Exercise tasks:
[1] In the passage on heated e-liquid, change "formaldehyde-releasing agents" to "formaldehyde releasers" and write out the text starting at the words "Research published in" and stopping after "in standard e-liquid.".
[2] Shorten the paragraph of the passage on heated e-liquid that starts "Research published in the New England Journal of Medicine," keeping its main facts.
[[ Document segment, beginning ]]
None of these risks depend on nicotine being present. They come from the flavoring chemicals themselves.
What Heating the Base Liquids Produces
Even without nicotine, the act of heating propylene glycol and vegetable glycerin generates chemical byproducts. Formaldehyde, a known carcinogen, is a degradation product of propylene glycol. When these liquids are heated in the presence of oxygen, they can form formaldehyde-releasing agents.
Research published in the New England Journal of Medicine found that at low voltage (3.3V), formaldehyde-releasing agents were undetectable. At high voltage (5.0V), the same device produced an average of 380 micrograms of formaldehyde per ten puffs. Extrapolated to typical daily use of 3 milliliters per day, that works out to roughly 14 milligrams of formaldehyde inhaled daily. In some samples, more than 2% of the total solvent molecules had converted to formaldehyde-releasing agents, reaching concentrations higher than nicotine levels in standard e-liquid.
[[ Document segment, end ]]
[[ Source material, beginning ]]
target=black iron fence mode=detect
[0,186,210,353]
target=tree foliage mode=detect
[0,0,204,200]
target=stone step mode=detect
[[ Source material, end ]]
Solutions to the problems:
[1]
Research published in the New England Journal of Medicine found that at low voltage (3.3V), formaldehyde releasers were undetectable. At high voltage (5.0V), the same device produced an average of 380 micrograms of formaldehyde per ten puffs. Extrapolated to typical daily use of 3 milliliters per day, that works out to roughly 14 milligrams of formaldehyde inhaled daily. In some samples, more than 2% of the total solvent molecules had converted to formaldehyde releasers, reaching concentrations higher than nicotine levels in standard e-liquid.

[2] A New England Journal of Medicine study found no detectable formaldehyde-releasing agents at 3.3V. At 5.0V, the same device averaged 380 micrograms of formaldehyde per ten puffs, or roughly 14 milligrams inhaled daily at 3 milliliters per day. In some samples, over 2% of solvent molecules became formaldehyde-releasing agents, at concentrations above the nicotine levels in standard e-liquid.